### Task objective
Starting with the line that contains "54 214 L 97", set down each line through the end of the entries below, exactly and with nothing added.

### Provided information
::::
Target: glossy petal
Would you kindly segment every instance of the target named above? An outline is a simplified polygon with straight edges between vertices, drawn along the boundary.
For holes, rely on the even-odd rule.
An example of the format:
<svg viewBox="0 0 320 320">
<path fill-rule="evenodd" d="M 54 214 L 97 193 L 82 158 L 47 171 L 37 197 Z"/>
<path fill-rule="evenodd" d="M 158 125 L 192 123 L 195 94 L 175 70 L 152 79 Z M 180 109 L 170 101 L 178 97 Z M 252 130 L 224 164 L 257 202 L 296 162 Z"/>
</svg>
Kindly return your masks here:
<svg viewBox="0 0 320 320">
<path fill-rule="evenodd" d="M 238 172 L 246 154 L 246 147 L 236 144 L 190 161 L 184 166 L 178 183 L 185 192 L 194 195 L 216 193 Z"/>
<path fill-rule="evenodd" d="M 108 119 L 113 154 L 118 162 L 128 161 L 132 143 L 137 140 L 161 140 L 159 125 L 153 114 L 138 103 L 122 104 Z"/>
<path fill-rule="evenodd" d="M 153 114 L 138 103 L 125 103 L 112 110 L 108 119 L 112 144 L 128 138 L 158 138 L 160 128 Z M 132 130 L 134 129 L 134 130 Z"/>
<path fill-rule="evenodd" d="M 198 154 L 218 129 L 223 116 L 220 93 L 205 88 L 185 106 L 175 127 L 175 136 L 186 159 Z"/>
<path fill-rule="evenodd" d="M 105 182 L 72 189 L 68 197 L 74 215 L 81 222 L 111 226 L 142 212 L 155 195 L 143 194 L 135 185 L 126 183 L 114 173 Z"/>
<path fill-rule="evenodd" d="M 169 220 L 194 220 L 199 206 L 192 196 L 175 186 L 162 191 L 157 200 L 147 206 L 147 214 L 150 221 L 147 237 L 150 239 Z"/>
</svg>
::::
### Output
<path fill-rule="evenodd" d="M 54 214 L 97 193 L 82 158 L 47 171 L 37 197 Z"/>
<path fill-rule="evenodd" d="M 158 125 L 192 123 L 195 94 L 175 70 L 152 79 Z M 180 109 L 170 101 L 178 97 Z M 252 130 L 224 164 L 257 202 L 296 162 Z"/>
</svg>
Kindly return your masks here:
<svg viewBox="0 0 320 320">
<path fill-rule="evenodd" d="M 238 172 L 246 154 L 246 147 L 236 144 L 190 161 L 184 166 L 178 183 L 185 192 L 194 195 L 216 193 Z"/>
<path fill-rule="evenodd" d="M 108 119 L 113 154 L 118 162 L 128 161 L 132 143 L 137 140 L 161 140 L 159 125 L 153 114 L 138 103 L 122 104 Z"/>
<path fill-rule="evenodd" d="M 153 114 L 138 103 L 125 103 L 112 110 L 108 119 L 112 144 L 128 138 L 158 138 L 160 128 Z M 132 130 L 134 129 L 134 130 Z"/>
<path fill-rule="evenodd" d="M 198 154 L 218 129 L 223 116 L 220 93 L 205 88 L 185 106 L 175 127 L 175 136 L 186 159 Z"/>
<path fill-rule="evenodd" d="M 105 182 L 72 189 L 68 197 L 74 215 L 81 222 L 111 226 L 142 212 L 155 195 L 143 194 L 135 185 L 126 183 L 114 173 Z"/>
<path fill-rule="evenodd" d="M 169 220 L 194 220 L 199 206 L 192 196 L 175 186 L 162 191 L 157 200 L 147 206 L 147 214 L 150 221 L 147 237 L 150 239 Z"/>
</svg>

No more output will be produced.